*** Opening Given data ***

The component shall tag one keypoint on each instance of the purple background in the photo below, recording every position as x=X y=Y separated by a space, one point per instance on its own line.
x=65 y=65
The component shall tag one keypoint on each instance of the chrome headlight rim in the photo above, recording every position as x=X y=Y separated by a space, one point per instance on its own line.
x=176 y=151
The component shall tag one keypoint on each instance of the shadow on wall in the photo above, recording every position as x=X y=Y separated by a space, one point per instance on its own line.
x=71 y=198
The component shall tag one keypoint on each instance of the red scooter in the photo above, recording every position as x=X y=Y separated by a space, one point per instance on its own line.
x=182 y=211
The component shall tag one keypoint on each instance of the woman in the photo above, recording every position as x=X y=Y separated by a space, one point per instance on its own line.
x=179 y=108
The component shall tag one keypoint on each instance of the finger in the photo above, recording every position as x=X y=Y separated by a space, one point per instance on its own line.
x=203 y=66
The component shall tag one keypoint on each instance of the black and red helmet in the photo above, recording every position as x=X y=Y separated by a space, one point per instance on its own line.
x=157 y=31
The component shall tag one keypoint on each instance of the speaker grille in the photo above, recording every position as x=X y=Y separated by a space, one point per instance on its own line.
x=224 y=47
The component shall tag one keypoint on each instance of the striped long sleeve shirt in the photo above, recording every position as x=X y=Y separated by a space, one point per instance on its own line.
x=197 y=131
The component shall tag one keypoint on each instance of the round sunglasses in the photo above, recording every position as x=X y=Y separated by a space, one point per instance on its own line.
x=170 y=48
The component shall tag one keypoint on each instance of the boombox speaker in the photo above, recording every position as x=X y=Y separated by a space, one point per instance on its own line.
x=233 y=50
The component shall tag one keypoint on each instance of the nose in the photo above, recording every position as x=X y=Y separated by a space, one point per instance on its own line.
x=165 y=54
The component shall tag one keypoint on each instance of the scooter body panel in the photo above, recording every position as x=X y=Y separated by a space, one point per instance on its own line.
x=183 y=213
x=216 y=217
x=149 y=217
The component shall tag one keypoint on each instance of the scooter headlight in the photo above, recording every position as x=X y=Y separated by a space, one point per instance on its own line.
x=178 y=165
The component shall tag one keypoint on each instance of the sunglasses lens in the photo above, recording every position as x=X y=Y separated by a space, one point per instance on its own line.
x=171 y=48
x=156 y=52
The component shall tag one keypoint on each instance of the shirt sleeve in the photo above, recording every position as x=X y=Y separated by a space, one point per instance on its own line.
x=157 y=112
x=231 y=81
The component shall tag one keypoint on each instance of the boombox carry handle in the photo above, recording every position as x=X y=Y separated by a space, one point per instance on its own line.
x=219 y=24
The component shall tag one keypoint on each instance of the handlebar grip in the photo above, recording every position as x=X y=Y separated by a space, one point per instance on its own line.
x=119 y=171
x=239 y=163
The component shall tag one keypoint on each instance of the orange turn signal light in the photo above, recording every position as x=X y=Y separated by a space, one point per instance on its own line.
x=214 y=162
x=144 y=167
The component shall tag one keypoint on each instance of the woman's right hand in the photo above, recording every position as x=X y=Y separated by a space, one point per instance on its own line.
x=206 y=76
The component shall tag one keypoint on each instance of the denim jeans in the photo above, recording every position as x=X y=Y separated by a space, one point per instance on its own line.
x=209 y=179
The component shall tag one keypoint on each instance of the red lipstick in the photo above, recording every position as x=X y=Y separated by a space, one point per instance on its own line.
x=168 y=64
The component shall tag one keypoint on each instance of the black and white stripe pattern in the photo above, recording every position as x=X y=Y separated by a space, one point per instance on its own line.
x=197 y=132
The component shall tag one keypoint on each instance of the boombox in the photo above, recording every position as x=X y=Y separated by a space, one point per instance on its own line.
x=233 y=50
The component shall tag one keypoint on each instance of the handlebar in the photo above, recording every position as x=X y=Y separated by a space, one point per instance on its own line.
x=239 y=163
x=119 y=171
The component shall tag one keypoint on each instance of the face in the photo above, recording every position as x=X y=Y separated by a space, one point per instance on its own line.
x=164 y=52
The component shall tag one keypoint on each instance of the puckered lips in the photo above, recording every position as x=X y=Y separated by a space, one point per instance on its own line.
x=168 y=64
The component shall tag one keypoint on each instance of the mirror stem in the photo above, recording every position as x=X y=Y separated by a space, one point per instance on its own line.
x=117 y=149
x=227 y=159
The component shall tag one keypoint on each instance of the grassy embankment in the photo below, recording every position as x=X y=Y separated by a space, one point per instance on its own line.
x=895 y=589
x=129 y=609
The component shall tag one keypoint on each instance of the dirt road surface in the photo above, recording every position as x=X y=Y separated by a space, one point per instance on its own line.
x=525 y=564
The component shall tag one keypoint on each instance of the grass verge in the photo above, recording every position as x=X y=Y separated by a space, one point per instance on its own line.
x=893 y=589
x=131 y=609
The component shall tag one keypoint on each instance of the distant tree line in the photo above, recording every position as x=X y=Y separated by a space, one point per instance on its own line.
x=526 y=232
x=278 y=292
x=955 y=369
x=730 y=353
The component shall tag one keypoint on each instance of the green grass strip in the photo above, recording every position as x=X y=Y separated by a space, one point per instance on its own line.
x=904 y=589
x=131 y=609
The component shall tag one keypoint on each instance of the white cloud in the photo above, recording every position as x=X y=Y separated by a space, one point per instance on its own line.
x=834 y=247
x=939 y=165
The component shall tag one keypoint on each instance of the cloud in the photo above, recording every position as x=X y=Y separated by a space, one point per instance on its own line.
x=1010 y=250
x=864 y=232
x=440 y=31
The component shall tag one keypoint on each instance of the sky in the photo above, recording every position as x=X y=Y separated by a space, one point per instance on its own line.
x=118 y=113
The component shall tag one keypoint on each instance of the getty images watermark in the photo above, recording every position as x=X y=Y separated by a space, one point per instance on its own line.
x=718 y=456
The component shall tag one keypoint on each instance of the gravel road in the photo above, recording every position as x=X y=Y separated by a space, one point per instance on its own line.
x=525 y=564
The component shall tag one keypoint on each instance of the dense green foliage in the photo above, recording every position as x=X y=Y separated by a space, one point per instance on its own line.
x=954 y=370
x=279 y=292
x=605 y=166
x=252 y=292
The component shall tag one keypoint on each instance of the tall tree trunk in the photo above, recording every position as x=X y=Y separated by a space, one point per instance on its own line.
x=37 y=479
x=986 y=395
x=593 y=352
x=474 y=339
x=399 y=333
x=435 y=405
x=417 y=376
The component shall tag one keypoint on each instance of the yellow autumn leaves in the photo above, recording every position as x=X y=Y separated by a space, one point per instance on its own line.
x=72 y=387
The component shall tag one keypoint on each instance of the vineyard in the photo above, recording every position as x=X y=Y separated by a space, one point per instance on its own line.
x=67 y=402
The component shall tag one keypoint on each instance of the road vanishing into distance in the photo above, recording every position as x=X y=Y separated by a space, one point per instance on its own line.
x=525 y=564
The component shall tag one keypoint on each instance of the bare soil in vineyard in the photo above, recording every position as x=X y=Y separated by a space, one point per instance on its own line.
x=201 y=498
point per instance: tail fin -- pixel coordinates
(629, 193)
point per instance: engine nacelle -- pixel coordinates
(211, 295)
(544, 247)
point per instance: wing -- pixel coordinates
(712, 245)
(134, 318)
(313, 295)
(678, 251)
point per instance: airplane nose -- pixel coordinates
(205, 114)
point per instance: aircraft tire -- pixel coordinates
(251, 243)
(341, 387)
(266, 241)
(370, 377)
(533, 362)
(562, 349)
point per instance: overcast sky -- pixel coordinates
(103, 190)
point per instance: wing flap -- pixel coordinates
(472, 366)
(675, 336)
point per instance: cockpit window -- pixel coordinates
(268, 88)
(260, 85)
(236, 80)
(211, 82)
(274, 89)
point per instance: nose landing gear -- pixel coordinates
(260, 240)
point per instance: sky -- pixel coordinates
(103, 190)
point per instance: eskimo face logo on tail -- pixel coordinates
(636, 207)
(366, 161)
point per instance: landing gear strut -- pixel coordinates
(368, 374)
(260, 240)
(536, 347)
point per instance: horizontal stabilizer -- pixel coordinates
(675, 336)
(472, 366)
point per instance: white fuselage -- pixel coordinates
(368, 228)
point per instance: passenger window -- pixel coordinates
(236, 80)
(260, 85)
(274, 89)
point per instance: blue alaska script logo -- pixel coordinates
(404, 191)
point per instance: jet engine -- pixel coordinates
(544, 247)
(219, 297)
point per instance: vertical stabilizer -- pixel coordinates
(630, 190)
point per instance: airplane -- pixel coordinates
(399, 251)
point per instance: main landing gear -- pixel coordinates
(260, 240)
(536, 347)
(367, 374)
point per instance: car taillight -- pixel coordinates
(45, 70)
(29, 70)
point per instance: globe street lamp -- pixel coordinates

*** Closing Given data ***

◆ Problem requirements:
Only output the lines from the one with "of the vineyard" through the end of the entries above, exactly as they are.

◆ Your solution:
The component shall tag one keypoint on each instance of the vineyard in the photo above, recording every position as x=X y=Y separated by a space, one point per instance on its own line.
x=67 y=402
The component shall tag one keypoint on each instance of the road vanishing into distance in the photo above, recording every position as x=X y=Y separated by a space, one point per instance on its own line.
x=525 y=564
The component shall tag one keypoint on each instance of the bare soil in vineyard in the photo above, recording every position as x=X y=Y separated by a space, one point per instance on its own line.
x=201 y=498
point per instance: tail fin -- pixel coordinates
(629, 193)
point per instance: engine nacelle -- pixel coordinates
(211, 295)
(544, 247)
point per instance: wing -- pixel coordinates
(712, 245)
(134, 318)
(313, 295)
(678, 251)
point per instance: airplane nose -- pixel coordinates
(205, 114)
point per instance: aircraft tire -- pixel coordinates
(251, 243)
(341, 387)
(266, 241)
(370, 377)
(533, 362)
(562, 349)
point per instance: overcast sky -- pixel coordinates
(103, 190)
point per instance: wing flap -- pixel coordinates
(472, 366)
(675, 336)
point per instance: cockpit window -- pixel coordinates
(268, 88)
(260, 85)
(236, 80)
(211, 82)
(274, 89)
point per instance: nose landing gear -- pixel coordinates
(260, 240)
point per instance: sky -- pixel coordinates
(103, 190)
point per instance: eskimo face logo on tail -- pixel coordinates
(636, 207)
(366, 161)
point per instance: landing gear strut -- pixel coordinates
(368, 374)
(260, 240)
(536, 347)
point per instance: horizontal stabilizer -- pixel coordinates
(675, 336)
(472, 366)
point per instance: white fuselage -- pixel coordinates
(368, 228)
point per instance: passenger window -- pixel coordinates
(236, 80)
(260, 85)
(274, 89)
point per instance: blue alaska script logo -- pixel coordinates
(404, 191)
point per instance: jet engine -- pixel coordinates
(544, 247)
(219, 297)
point per instance: vertical stabilizer -- pixel coordinates
(630, 190)
point per instance: airplane -- pixel coordinates
(399, 251)
point per instance: main landing gear -- pixel coordinates
(260, 240)
(536, 347)
(367, 374)
point per instance: car taillight -- pixel coordinates
(45, 70)
(29, 70)
point per instance: globe street lamp -- pixel coordinates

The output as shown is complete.